* **Excerpt to read**
....
JEFFERSON CITY - Here come the cuts.
Gov. Matt Blunt delivered the State of the State address to the Missouri House Tuesday night and proposed slashing the budget by $1.1 billion. The cuts include the elimination of 1,194 state jobs, the privatization of state services and the end of Medicaid coverage for "thousands" of Missourians.
Overall, the Blunt budget is slightly larger than last year's -- $19.3 billion compared to $19.2 billion. The governor said massive cuts were needed to hold even.
"I do not and will not support increasing the tax burden on Missouri families," Blunt said. "This means that we must make responsible and often difficult decisions in the rest of the budget."
Democrats were quick to charge that Blunt had betrayed a promise by cutting Medicaid rolls, something he said he was "inappropriate" during his campaign.
"The Republicans always want to hold our feet to the fire and accuse us of not keeping our promises," said Sen. Maida Coleman, a Democrat from St. Louis. "This is something that he said he would not do."
The Blunt team did not make any statistics immediately available about how many poor Missourians would lose their Medicaid coverage under their plan. But Blunt's interim budget director, Mike Keathley, estimated the number was "in the thousands."
"No question about it thousands," said state Auditor Claire McCaskill, who lost to Blunt in the Nov. election. "If you're going to start by establishing trust, to break a very clear pledge he made during the campaign is not a way to keep trust with Missourians."
Blunt said the cuts were necessary to balance the budget.
"Without reform, Missouri will spend a larger percentage of our total budget on Medicaid than all but one other state," Blunt said. "Without aggressive action we cannot properly fund education, or any of the other public policy priorities."
Also proposed was the transfer of mental health patients from public institutions to privately owned facilities, where Blunt said they would "enjoy a higher quality of life." The Bellefontaine mental health facility would be shuttered and its 1300 patients transferred to private facilities.
The budget also proposes the closing of 11 state run motor vehicle branches. They would be replaced by privately run fee offices.
Along with the cuts come an array of budget boosts. They included a one percent pay raise for state employees, excluding political office holders, and the establishment of a DNA database of all convicted felons.
Most highly touted was a $170.6 million increase in funding for public schools, a 4.7 percent raise from last year. However, even with the bump, education funding will still fall short of the amount recommended by the state foundation formula. The funding system is widely considered unconstitutional and the statehouse is under legal pressure to get it resolved this session.
....
* **Data for analysis**
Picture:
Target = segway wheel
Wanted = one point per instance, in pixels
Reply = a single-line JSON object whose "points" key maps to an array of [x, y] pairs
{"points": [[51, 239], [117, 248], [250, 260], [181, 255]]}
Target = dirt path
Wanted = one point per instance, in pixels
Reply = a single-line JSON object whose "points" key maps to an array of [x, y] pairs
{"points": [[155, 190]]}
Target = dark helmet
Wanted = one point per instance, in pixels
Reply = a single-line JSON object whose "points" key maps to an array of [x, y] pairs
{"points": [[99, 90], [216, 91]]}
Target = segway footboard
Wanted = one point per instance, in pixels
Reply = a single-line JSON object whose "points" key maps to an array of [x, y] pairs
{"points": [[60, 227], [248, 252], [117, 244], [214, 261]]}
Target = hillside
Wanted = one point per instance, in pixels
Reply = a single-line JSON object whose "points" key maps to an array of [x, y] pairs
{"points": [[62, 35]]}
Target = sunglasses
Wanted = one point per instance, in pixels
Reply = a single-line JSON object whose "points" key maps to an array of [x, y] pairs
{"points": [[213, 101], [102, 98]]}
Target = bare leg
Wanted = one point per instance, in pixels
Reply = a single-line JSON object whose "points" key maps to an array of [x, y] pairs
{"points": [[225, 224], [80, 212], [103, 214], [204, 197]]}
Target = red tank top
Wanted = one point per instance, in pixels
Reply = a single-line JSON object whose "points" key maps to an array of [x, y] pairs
....
* **Activity list**
- a) Please decide whether each statement agrees with the budget article. Answer yes or no for each, and quote the article's deciding words. (i) The Blunt budget is smaller overall than last year's. (ii) The Bellefontaine mental health facility would close and its patients would move to private facilities. (iii) The proposed pay raise for state employees covers political office holders.
- b) Output the part of the budget article between "JEFFERSON CITY - Here" and "during his campaign.", inclusive.
The entries are not needed for this work.

* **Expected results**
- a)
(i) No: "Overall, the Blunt budget is slightly larger than last year's -- $19.3 billion compared to $19.2 billion."
(ii) Yes: "The Bellefontaine mental health facility would be shuttered and its 1300 patients transferred to private facilities."
(iii) No: "a one percent pay raise for state employees, excluding political office holders"

- b)
JEFFERSON CITY - Here come the cuts.
Gov. Matt Blunt delivered the State of the State address to the Missouri House Tuesday night and proposed slashing the budget by $1.1 billion. The cuts include the elimination of 1,194 state jobs, the privatization of state services and the end of Medicaid coverage for "thousands" of Missourians.
Overall, the Blunt budget is slightly larger than last year's -- $19.3 billion compared to $19.2 billion. The governor said massive cuts were needed to hold even.
"I do not and will not support increasing the tax burden on Missouri families," Blunt said. "This means that we must make responsible and often difficult decisions in the rest of the budget."
Democrats were quick to charge that Blunt had betrayed a promise by cutting Medicaid rolls, something he said he was "inappropriate" during his campaign.